Short task »
In the page on algebraic semirings below, which semiring computes the Viterbi (most likely) path?

Text to read »
Principle:Pyro ppl Pyro Algebraic Semirings
| Knowledge Sources | |
|---|---|
| Domains | Abstract Algebra, Dynamic Programming, Probabilistic Inference |
| Last Updated | 2026-02-09 09:00 GMT |
Overview
Algebraic semirings provide a unified framework for sum-product algorithms by abstracting the "addition" and "multiplication" operations, enabling the same algorithmic structure to compute probabilities, gradients, Viterbi paths, and other quantities.
Description
Many inference algorithms in probabilistic models share the same algorithmic structure: they compute a quantity by combining local factors through sum and product operations over a graphical structure. The key insight of the semiring approach is that different computations correspond to different choices of what "sum" and "product" mean.
A semiring (S, +, *, 0, 1) is an algebraic structure with:
- A set S of values
- An "addition" operation + (commutative, associative, with identity 0)
- A "multiplication" operation * (associative, with identity 1)
- Multiplication distributes over addition: a * (b + c) = a*b + a*c
By choosing different semirings, the same algorithm computes different quantities:
- Real semiring (R, +, *, 0, 1): Standard sum-product computes marginal probabilities.
- Log semiring (R union {-inf}, logsumexp, +, -inf, 0): Numerically stable version of the real semiring, operating in log-space.
- Max-plus (tropical) semiring (R union {-inf}, max, +, -inf, 0): Computes the Viterbi (most likely) path.
- Boolean semiring ({0,1}, OR, AND, 0, 1): Computes reachability/satisfiability.
- Expectation semiring: Computes expected values (useful for computing gradients of log-partition functions).
This abstraction is particularly powerful for:
- Hidden Markov Models: Forward-backward (marginals) and Viterbi (MAP) use the same algorithm with different semirings.
- Context-free grammars: Inside-outside (marginals) and CYK (best parse) are semiring-parameterized.
- Factor graphs: Sum-product and max-product belief propagation differ only in the semiring.
Usage
Use algebraic semirings when:
- Implementing dynamic programming algorithms that need to compute different quantities (marginals, MAP, gradients).
- Building generic sum-product engines for graphical model inference.
- You want a single implementation that can be reused for multiple inference tasks.
- Computing gradients of partition functions via the expectation semiring.
- Working with HMMs, PCFGs, or other structured probabilistic models.

Dataset rows »
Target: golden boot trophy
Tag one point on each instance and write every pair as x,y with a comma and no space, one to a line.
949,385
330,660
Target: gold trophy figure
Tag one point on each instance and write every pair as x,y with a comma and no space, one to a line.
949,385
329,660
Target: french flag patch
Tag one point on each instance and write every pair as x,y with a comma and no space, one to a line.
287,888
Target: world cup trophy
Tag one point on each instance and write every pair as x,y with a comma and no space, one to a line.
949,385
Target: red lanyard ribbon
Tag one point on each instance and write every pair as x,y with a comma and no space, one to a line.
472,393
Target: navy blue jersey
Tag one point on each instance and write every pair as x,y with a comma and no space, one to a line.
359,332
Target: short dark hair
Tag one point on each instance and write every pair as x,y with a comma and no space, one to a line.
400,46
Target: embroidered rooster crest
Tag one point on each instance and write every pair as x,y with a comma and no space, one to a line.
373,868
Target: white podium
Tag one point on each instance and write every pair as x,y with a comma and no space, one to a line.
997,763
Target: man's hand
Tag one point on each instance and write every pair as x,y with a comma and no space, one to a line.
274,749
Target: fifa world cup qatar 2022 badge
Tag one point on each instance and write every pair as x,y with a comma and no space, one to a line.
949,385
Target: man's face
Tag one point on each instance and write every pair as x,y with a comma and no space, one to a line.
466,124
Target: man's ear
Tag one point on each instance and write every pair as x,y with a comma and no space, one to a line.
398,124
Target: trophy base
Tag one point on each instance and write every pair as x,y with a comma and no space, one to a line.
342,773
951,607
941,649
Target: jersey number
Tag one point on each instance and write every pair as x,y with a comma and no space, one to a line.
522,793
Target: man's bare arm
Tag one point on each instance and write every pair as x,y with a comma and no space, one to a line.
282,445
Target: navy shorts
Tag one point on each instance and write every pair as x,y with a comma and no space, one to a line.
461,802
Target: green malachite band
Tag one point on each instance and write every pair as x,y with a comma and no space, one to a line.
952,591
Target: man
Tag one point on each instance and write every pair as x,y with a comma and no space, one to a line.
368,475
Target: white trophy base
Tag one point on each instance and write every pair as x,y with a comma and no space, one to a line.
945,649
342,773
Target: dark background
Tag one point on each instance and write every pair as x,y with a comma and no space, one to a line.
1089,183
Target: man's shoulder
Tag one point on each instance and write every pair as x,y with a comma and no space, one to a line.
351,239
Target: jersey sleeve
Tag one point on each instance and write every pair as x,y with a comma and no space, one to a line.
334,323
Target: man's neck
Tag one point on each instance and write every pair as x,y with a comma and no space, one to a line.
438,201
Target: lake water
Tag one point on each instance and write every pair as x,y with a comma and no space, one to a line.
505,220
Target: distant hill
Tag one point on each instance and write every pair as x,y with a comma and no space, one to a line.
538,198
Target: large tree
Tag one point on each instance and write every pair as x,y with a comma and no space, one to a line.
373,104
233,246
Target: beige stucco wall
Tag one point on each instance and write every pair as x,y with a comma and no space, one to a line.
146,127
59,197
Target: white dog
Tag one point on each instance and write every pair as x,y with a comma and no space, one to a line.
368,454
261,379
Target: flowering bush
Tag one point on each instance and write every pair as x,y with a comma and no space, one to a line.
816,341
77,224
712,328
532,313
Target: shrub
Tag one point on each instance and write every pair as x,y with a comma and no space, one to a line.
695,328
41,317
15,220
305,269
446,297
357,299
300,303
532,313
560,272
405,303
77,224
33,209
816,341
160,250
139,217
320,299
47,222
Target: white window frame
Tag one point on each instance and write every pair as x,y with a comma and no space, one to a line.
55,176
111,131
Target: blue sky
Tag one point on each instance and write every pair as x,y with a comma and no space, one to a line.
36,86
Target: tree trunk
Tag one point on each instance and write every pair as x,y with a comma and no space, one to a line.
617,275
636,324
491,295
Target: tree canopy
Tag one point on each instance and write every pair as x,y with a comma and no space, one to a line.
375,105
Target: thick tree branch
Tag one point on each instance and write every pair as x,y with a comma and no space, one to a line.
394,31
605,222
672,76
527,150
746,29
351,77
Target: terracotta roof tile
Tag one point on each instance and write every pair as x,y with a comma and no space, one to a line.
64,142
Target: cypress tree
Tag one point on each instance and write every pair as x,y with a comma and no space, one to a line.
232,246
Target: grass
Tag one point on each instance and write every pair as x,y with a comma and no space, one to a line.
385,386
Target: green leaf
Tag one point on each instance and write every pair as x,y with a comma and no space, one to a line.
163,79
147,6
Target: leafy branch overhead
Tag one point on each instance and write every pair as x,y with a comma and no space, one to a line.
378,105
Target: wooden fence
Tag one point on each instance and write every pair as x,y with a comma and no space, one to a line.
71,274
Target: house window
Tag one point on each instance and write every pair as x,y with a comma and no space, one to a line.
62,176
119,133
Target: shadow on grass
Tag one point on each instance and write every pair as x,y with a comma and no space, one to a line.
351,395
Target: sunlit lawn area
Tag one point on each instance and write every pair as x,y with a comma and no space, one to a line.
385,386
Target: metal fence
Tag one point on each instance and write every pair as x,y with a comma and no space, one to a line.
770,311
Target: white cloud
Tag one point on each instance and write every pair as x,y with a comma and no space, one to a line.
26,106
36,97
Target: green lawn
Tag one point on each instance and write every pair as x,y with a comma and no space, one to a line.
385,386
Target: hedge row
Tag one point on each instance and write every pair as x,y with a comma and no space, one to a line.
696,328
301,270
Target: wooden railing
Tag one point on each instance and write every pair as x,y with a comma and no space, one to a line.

Exercise solution »
The max-plus (tropical) semiring.